EXERCISE ▸ Count the lines in the data below that contain the word "blue", and reply with that number alone.

== RECORDS SHOWN

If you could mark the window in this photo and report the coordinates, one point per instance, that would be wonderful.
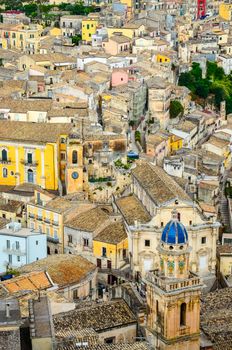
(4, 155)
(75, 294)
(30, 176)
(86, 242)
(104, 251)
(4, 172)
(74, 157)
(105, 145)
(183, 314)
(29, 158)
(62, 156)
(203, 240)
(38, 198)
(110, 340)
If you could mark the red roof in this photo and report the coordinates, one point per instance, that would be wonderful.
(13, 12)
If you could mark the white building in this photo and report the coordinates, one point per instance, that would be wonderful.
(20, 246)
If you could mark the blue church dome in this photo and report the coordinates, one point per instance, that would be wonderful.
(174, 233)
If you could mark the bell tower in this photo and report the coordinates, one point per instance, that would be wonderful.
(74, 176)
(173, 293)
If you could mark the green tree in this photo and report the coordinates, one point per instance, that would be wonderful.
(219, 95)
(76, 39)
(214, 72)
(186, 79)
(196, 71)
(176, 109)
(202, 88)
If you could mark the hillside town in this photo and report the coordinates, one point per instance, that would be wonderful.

====
== RECORDS SHOWN

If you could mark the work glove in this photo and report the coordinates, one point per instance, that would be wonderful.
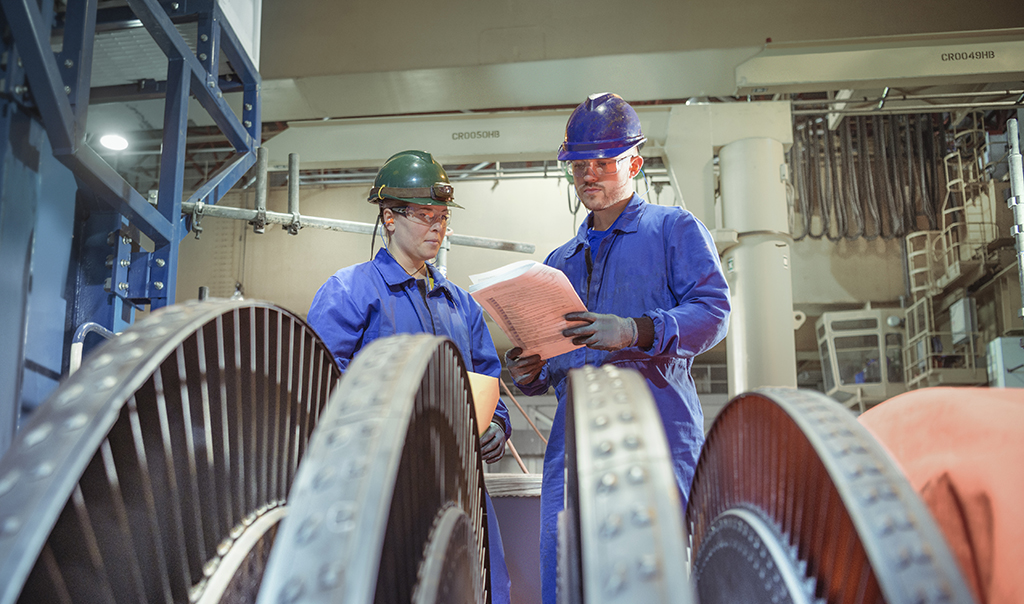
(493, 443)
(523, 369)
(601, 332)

====

OUTPUT BELOW ▸ 1